Cousins William and John Gaunt took over the family-owned Sunny Bank Mills, in Farsley, Leeds, at turn of the Millennium.
They were the sixth generation of Gaunts to be involved since its foundation as a "club mill" by a weavers' collective in 1829.
By the time they took control it was a fine worsted cloth manufacturer in a rapidly diminishing market.
They came to the heart-wrenching decision to sell the brand and customer base, with the business closing in 2008.
William says: "It was an extremely painful process, both for the workers and for us.
"But we'd identified the mill as the key asset that we're custodians of for the family."
Their masterplan centred around the principles of employment, heritage and re-engaging with the local community.
William says: "We went round the whole of northern England looking at other mills in Yorkshire and across in Lancashire.
"Not to copy them, but just to see what other people were doing with them and what might work best for here."
Change of use permissions were granted by the council and funding was secured, including substantial investment from the family coffers, and the transformation began in 2015.
Now the mill on Town Street has about 500 people working in 70 businesses as well as 50 artists' studios.
The Great British Sewing Bee television series has been filmed in its 1912 mill since 2022.
"We're about half way through the redevelopment of the mills now, which is a big surprise to some people because they think it looks like the finished article," says William, 58.
"I think now that I won't see it done in my tenure, so something for the next generation to get their teeth into."

Not all mills are so fortunate.
And when one goes up in flames the received wisdom is the building has been deliberately set on fire.
For fire investigator Chris Clarke it is merely the start of an exhaustive process of elimination to establish, if possible, a cause.
The 64-year-old spent almost three decades working for the West Yorkshire Fire & Rescue Service, 12 of those in its fire investigation team, which he eventually ran.

+++

Using the information ->
1/ Using the passage about Sunny Bank Mills, decide whether each statement agrees with it. Answer yes or no for each, and quote the words that settle it. (a) The mill was founded by a weavers' collective in 1829. (b) The transformation of the mill began in 2008. (c) The Great British Sewing Bee has been filmed at the mill since 2022.
2/ According to the passage about Sunny Bank Mills, why did the cousins visit other mills across northern England?

+++

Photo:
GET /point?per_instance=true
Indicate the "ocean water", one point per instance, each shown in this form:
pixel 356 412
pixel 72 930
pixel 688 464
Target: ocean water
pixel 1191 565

+++

Numbered responses ->
1/
(a) Yes: "by a weavers' collective in 1829"
(b) No: "the transformation began in 2015"
(c) Yes: "has been filmed in its 1912 mill since 2022"

2/ They wanted to see what other people were doing with their mills and what might work best for Sunny Bank Mills. William makes clear that the aim was not to copy them.